TASK BRIEF: Exact repetition of every entry is required.

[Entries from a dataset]
==================================================
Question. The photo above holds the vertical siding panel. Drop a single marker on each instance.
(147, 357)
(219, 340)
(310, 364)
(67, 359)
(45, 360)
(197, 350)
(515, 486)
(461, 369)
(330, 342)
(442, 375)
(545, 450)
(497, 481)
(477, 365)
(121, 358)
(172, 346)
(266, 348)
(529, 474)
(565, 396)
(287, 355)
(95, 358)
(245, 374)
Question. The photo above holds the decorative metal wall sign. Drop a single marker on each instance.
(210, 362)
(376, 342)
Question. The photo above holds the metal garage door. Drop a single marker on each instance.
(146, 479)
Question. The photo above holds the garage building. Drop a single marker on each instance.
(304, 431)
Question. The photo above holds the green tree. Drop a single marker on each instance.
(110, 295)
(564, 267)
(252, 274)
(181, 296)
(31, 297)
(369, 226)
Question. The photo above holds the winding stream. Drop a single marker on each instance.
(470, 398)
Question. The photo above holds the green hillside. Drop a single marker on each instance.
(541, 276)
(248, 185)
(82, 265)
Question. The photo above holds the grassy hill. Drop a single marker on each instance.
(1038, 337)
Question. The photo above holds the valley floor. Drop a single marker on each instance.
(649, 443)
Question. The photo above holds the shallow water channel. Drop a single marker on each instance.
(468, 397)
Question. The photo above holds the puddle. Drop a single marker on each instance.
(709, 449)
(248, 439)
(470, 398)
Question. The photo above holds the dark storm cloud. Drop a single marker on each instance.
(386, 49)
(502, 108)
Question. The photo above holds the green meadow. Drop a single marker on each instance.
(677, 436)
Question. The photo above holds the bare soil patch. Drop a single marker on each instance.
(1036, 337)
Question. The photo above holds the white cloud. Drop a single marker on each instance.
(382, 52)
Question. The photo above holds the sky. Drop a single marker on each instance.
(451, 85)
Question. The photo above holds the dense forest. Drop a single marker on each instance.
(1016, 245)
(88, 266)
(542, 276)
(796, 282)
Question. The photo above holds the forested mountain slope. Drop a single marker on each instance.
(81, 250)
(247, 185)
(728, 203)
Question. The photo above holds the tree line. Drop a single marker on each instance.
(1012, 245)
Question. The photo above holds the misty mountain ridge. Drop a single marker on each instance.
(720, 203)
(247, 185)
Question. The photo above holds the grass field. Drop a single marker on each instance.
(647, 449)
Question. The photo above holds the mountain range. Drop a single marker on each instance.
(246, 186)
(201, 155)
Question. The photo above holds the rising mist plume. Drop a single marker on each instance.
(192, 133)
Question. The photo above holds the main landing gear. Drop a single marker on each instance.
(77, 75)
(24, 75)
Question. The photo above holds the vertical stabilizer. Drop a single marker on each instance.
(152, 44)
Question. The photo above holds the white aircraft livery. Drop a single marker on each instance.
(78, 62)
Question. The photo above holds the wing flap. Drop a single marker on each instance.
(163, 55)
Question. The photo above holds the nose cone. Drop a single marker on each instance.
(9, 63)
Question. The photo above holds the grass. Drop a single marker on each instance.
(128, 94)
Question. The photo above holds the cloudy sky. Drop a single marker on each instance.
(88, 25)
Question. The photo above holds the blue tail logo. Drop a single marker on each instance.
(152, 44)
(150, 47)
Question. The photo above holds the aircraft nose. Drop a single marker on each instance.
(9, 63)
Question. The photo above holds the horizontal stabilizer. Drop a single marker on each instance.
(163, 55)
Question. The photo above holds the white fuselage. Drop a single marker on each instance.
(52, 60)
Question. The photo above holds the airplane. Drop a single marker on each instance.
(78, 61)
==================================================
FULL SOLUTION:
Question. The photo above holds the vertical siding panel. Drop a single marker on each instance.
(147, 357)
(219, 340)
(310, 364)
(67, 359)
(45, 360)
(197, 350)
(515, 486)
(461, 369)
(330, 342)
(442, 375)
(545, 450)
(497, 481)
(477, 365)
(121, 358)
(172, 346)
(266, 348)
(529, 474)
(565, 396)
(287, 355)
(95, 358)
(245, 374)
Question. The photo above holds the decorative metal wall sign. Drop a single marker on each instance.
(210, 362)
(376, 342)
Question. The photo above holds the metal garage door. Drop a single marker on each instance.
(146, 479)
Question. The photo above holds the garage building. Drop a single marker on each instance.
(304, 431)
Question. The photo above holds the green tree. Drop a single marker on each instance.
(110, 295)
(564, 267)
(252, 274)
(181, 296)
(31, 297)
(369, 226)
Question. The photo above holds the winding stream. Drop a single marker on each instance.
(470, 398)
Question. The photo above holds the green hillside. Drop a single marker on each instance.
(541, 276)
(248, 185)
(82, 265)
Question. The photo above holds the grassy hill. Drop a single marker on each instance.
(1038, 337)
Question. The photo above holds the valley floor. Drop a single marker on each instance.
(649, 443)
Question. The photo above holds the shallow water channel. Drop a single marker on each instance.
(468, 397)
Question. The photo above holds the puddle. Drop a single marker on each instance.
(709, 449)
(248, 439)
(470, 398)
Question. The photo above holds the dark storm cloud. Drop a single marker on each instance.
(386, 49)
(502, 108)
Question. The photo above holds the green meadow. Drop a single marker on each instance.
(677, 436)
Question. The photo above holds the bare soil patch. Drop a single marker on each instance.
(1036, 337)
Question. The photo above holds the white cloud. Drop a single marker on each instance.
(382, 52)
Question. The photo above holds the sky. Drop a single marker on each instance.
(451, 85)
Question. The photo above holds the dense forest. Drop a single marker on each instance.
(1016, 245)
(88, 266)
(542, 276)
(796, 282)
Question. The photo above holds the forested mountain slope. Drop a single marker on each instance.
(81, 250)
(247, 185)
(728, 203)
Question. The photo above holds the tree line. Drop a single marker on each instance.
(1012, 245)
Question. The photo above holds the misty mountain ridge. Drop a single marker on each instance.
(720, 203)
(247, 185)
Question. The photo above holds the grass field. Drop a single marker on each instance.
(647, 449)
Question. The photo above holds the mountain range. Drop a single marker on each instance.
(246, 186)
(201, 155)
Question. The photo above holds the rising mist plume. Drop a single marker on each instance.
(192, 133)
Question. The photo above holds the main landing gear. Drop a single marker on each instance.
(77, 75)
(24, 75)
Question. The photo above holds the vertical stabilizer. Drop a single marker on each instance.
(152, 44)
Question. The photo above holds the white aircraft livery. Drop a single marker on each instance.
(78, 62)
Question. The photo above holds the wing flap. Drop a single marker on each instance.
(163, 55)
Question. The photo above holds the nose cone. Drop a single marker on each instance.
(9, 63)
Question. The photo above holds the grass. Drop a single marker on each instance.
(128, 94)
Question. The photo above holds the cloudy sky. Drop a single marker on each instance.
(88, 25)
Question. The photo above holds the blue tail logo. Drop a single marker on each instance.
(152, 44)
(150, 47)
Question. The photo above holds the aircraft nose. Drop a single marker on each instance.
(9, 63)
Question. The photo above holds the horizontal stabilizer. Drop a single marker on each instance.
(163, 55)
Question. The photo above holds the white fuselage. Drop a single marker on each instance.
(52, 60)
Question. The photo above holds the airplane. Drop a single marker on each instance.
(78, 61)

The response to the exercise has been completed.